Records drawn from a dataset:
──────────────────────────────
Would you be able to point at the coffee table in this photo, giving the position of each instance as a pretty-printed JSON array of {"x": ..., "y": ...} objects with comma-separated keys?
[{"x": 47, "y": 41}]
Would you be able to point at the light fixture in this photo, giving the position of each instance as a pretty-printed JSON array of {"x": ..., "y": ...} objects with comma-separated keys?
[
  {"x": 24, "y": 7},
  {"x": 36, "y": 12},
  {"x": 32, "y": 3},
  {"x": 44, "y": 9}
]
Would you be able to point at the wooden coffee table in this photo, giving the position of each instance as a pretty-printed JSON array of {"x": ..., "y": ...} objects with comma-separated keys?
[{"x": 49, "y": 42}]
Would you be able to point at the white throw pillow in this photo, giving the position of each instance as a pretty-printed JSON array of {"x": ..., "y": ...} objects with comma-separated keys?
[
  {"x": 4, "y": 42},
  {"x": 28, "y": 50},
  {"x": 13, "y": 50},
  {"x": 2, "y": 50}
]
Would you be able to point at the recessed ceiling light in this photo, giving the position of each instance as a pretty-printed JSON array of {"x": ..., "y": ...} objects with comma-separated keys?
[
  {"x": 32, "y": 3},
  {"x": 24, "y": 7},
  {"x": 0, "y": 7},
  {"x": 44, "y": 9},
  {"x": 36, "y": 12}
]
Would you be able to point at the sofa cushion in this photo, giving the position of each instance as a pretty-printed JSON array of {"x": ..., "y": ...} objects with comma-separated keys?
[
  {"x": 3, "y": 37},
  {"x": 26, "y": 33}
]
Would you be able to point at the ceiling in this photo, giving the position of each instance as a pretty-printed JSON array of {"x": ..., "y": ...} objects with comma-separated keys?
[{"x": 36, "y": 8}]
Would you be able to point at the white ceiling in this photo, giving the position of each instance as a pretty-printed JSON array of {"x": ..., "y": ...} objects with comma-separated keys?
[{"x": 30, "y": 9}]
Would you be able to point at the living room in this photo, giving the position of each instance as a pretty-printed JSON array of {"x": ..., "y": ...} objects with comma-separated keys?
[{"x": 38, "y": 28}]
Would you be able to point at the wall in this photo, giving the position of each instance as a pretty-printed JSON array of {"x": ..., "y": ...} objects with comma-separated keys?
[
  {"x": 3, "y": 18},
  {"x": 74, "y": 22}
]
──────────────────────────────
▶ _How to complete this task_: A complete, exact transcription of the records is needed.

▶ _Result of the exercise_:
Would you be able to point at the coffee table in this photo, giving the position of each instance as a pretty-printed JSON array of {"x": ..., "y": ...} objects with comma-separated keys?
[{"x": 47, "y": 41}]
Would you be able to point at the light fixture in this photo, giving the position of each instance as a pretty-printed JSON array of {"x": ..., "y": ...} objects with comma-separated keys?
[
  {"x": 24, "y": 7},
  {"x": 36, "y": 12},
  {"x": 32, "y": 3},
  {"x": 44, "y": 9}
]
Would you be able to point at the wooden coffee table in this photo, giving the position of each instance as a pretty-printed JSON array of {"x": ..., "y": ...} objects with comma-separated keys?
[{"x": 49, "y": 42}]
Would you be able to point at the white throw pillow in this photo, giving the position of each instance as a pretty-printed JSON array of {"x": ..., "y": ...} objects with comma-separated keys?
[
  {"x": 4, "y": 42},
  {"x": 28, "y": 50},
  {"x": 13, "y": 50},
  {"x": 2, "y": 50}
]
Would you be able to point at the recessed ceiling light in this photo, giving the position of each instance as a pretty-printed JSON array of {"x": ..., "y": ...} objects with comma-separated keys?
[
  {"x": 32, "y": 3},
  {"x": 24, "y": 7},
  {"x": 0, "y": 7},
  {"x": 44, "y": 9},
  {"x": 36, "y": 12}
]
Would you be able to point at the sofa cushion in this photo, giving the position of each instance as a pretty-printed JSON array of {"x": ..., "y": ...} objects with comma-separated keys?
[
  {"x": 3, "y": 37},
  {"x": 26, "y": 33}
]
Would you be able to point at the ceiling in this photo, giving the position of each instance as a pretty-printed JSON array of {"x": ..., "y": ...} objects with comma-separated keys?
[{"x": 36, "y": 8}]
Would you be able to point at the white ceiling in this photo, giving the position of each instance as a pretty-printed JSON array of {"x": ..., "y": ...} objects with comma-separated keys?
[{"x": 30, "y": 9}]
Would you be able to point at the living room in this photo, giving the position of each instance as a pretty-printed JSON array of {"x": ..., "y": ...} objects with comma-separated keys?
[{"x": 38, "y": 28}]
Would you be able to point at the wall in this photo, giving the position of each instance as a pretty-printed JSON array of {"x": ..., "y": ...} objects with comma-separated keys?
[
  {"x": 3, "y": 18},
  {"x": 74, "y": 22}
]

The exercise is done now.